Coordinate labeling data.
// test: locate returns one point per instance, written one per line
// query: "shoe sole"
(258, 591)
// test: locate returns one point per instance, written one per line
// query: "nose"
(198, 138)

Task goal. Copy out every line of the entries above word for word, changing nothing.

Response.
// test: locate returns one point per instance, written one per line
// query: "shoe sole"
(258, 591)
// test: locate returns one point per instance, written one per line
// query: "nose"
(198, 138)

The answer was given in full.